_Work required_. The lines you should transcribe are those from the one containing "Query: roof rail" to the end of the listing below, exactly, with pictures left out.

_Provided records_.
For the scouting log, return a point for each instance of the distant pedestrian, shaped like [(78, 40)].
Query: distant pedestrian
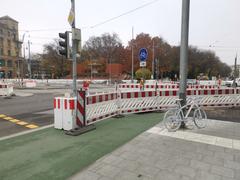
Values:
[(86, 84)]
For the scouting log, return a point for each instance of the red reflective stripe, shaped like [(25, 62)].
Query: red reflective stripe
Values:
[(135, 94), (100, 98), (166, 93), (54, 104), (58, 103), (93, 99), (219, 91), (71, 104), (65, 104), (150, 94), (212, 92), (174, 93), (87, 100)]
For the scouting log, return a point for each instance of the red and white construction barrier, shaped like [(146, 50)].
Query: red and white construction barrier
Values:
[(30, 83), (64, 109), (6, 89), (101, 106), (163, 86)]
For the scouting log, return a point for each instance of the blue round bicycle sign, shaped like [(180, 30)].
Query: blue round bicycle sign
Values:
[(143, 54)]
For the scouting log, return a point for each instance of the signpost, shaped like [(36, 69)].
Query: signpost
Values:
[(143, 54)]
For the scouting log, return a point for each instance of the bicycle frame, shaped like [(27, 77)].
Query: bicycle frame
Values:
[(189, 107)]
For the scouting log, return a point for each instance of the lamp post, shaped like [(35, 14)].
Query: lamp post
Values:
[(132, 56)]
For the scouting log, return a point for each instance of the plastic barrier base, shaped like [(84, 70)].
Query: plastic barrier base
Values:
[(82, 130)]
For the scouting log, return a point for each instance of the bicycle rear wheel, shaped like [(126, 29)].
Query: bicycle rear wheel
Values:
[(200, 118), (172, 120)]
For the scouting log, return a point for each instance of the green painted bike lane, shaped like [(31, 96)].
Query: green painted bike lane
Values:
[(50, 154)]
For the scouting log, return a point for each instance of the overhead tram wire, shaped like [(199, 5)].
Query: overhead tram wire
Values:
[(124, 14), (101, 23)]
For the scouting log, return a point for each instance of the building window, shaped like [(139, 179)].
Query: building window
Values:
[(9, 63), (2, 62)]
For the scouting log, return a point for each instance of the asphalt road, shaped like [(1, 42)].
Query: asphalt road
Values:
[(36, 110), (23, 113)]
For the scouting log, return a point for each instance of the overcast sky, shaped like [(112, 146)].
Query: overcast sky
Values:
[(214, 24)]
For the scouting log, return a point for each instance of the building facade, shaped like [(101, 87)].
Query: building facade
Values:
[(11, 61)]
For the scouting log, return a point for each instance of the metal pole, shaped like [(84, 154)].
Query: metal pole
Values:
[(29, 61), (153, 57), (184, 50), (74, 46), (235, 72), (132, 55)]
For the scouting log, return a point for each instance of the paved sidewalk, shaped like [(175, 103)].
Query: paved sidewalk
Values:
[(212, 153)]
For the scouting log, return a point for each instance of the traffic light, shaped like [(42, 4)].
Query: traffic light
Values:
[(65, 51)]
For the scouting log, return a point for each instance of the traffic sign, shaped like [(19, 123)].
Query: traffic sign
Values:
[(143, 54)]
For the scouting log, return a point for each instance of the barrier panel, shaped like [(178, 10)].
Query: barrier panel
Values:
[(101, 107), (93, 108), (30, 83), (64, 109), (6, 89), (136, 87)]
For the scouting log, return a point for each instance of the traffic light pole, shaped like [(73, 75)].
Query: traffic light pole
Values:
[(74, 54), (184, 52)]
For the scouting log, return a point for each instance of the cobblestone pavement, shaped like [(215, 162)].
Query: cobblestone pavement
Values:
[(212, 153)]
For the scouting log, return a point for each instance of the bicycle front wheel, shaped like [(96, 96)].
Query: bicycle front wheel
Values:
[(200, 118), (172, 120)]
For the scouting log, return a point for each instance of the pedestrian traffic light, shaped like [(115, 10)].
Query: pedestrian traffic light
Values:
[(65, 51)]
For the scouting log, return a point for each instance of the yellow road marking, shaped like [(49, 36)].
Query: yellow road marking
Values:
[(18, 122), (2, 115), (31, 126), (22, 123), (14, 120), (8, 118)]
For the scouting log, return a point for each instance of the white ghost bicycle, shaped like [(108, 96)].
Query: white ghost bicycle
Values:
[(173, 118)]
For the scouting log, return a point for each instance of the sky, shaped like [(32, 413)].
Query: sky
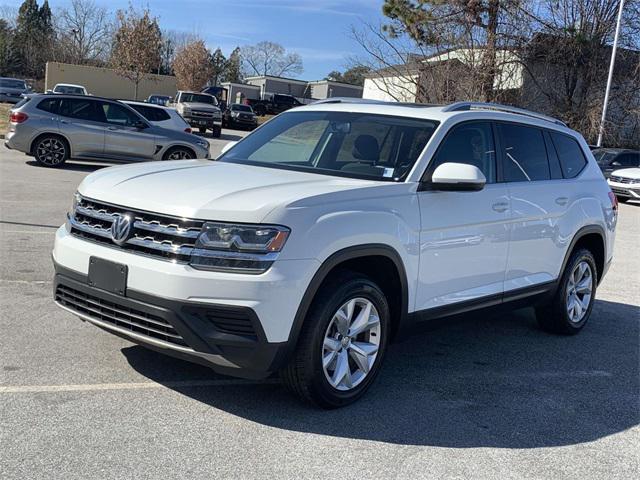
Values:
[(317, 29)]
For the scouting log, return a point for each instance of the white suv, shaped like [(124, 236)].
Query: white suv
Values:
[(333, 228)]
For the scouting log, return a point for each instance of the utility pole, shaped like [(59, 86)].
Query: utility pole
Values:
[(610, 78)]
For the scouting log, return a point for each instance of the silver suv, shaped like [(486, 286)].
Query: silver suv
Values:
[(54, 128)]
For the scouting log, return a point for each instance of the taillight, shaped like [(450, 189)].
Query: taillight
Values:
[(18, 117), (614, 201)]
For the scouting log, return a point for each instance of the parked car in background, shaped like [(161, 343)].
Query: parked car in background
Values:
[(239, 115), (314, 242), (200, 110), (159, 99), (55, 127), (625, 183), (12, 89), (160, 116), (69, 89), (610, 159), (278, 103)]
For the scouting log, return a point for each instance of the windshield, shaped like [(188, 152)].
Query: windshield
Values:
[(10, 83), (241, 108), (69, 90), (603, 156), (346, 144), (199, 98)]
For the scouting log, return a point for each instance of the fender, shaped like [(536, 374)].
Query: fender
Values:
[(335, 259)]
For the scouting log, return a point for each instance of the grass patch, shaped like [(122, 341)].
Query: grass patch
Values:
[(4, 117)]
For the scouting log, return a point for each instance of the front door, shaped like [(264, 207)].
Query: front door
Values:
[(464, 235), (123, 140)]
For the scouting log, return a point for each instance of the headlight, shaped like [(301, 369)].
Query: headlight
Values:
[(238, 248)]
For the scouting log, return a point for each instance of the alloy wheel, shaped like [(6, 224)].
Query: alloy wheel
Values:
[(51, 151), (351, 344), (579, 291)]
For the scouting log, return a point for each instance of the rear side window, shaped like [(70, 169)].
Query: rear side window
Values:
[(81, 109), (570, 154), (49, 105), (470, 143), (524, 154), (150, 113)]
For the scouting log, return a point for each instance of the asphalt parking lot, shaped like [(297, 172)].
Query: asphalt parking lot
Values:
[(488, 397)]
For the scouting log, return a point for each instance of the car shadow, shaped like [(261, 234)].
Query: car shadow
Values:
[(75, 166), (478, 381)]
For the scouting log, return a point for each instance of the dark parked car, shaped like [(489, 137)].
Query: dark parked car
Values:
[(12, 89), (238, 115), (610, 159)]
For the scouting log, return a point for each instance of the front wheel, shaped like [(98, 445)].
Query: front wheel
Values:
[(571, 306), (342, 343), (51, 151)]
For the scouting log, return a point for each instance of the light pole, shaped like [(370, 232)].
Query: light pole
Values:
[(610, 78)]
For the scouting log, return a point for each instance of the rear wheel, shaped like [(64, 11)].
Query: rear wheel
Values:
[(178, 153), (51, 151), (342, 343), (571, 306)]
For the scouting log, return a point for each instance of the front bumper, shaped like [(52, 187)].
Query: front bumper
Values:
[(234, 323), (629, 190)]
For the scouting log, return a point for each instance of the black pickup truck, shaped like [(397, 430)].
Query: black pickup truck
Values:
[(278, 103)]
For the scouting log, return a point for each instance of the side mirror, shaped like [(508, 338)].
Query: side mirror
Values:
[(227, 147), (457, 177)]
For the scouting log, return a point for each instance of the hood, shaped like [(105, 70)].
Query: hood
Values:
[(209, 190), (201, 106), (627, 173)]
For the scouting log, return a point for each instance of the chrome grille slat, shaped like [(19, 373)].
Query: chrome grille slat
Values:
[(156, 235)]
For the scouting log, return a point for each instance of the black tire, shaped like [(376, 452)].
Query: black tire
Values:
[(305, 375), (178, 153), (554, 317), (50, 151)]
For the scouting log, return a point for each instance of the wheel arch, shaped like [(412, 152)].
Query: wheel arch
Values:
[(358, 256)]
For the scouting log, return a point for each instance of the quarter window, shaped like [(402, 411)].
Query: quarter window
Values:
[(470, 143), (524, 154), (571, 157)]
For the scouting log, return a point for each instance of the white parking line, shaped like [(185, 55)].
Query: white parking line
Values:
[(131, 386)]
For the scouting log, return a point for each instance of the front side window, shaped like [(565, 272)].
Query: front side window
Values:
[(470, 143), (524, 154), (570, 154), (359, 145), (119, 115)]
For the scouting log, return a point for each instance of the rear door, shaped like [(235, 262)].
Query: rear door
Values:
[(123, 140), (82, 121), (539, 200)]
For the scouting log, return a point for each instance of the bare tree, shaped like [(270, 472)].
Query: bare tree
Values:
[(269, 58), (85, 32), (193, 66), (136, 50)]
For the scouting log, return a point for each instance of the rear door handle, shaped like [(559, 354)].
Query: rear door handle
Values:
[(500, 206)]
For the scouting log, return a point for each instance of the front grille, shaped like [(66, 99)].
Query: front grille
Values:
[(119, 315), (623, 179), (160, 236)]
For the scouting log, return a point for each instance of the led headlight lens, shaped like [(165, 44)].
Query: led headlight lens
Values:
[(238, 248)]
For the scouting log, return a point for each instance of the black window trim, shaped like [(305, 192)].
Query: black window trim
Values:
[(429, 169)]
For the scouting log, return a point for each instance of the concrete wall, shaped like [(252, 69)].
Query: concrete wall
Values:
[(105, 82)]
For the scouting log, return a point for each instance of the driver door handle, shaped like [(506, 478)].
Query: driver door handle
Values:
[(500, 206)]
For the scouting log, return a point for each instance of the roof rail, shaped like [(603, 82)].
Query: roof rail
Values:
[(463, 106)]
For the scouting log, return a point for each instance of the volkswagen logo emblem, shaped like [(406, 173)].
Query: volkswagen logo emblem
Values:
[(121, 228)]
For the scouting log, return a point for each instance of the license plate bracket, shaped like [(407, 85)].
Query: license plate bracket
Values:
[(107, 275)]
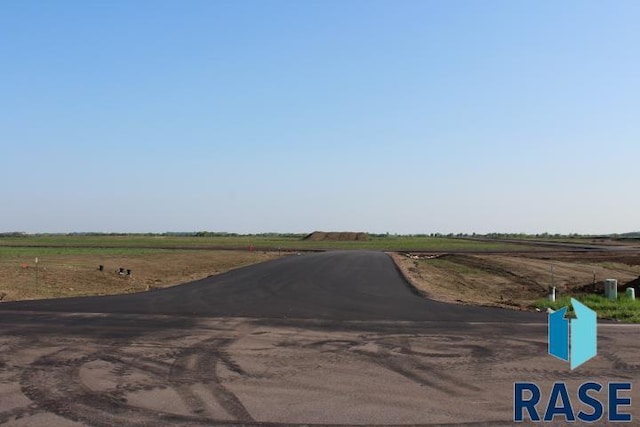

_Response area_.
Query: roof rail
Values:
[(463, 106)]
For the scouting log, return a point for each instance of the volkswagen logo emblem, shaped like [(406, 173)].
Query: volkswagen logo emblem
Values:
[(121, 228)]
For the scouting log, return a point for each instance of the license plate bracket, shaped like [(407, 85)].
Query: license plate bracket
Values:
[(107, 275)]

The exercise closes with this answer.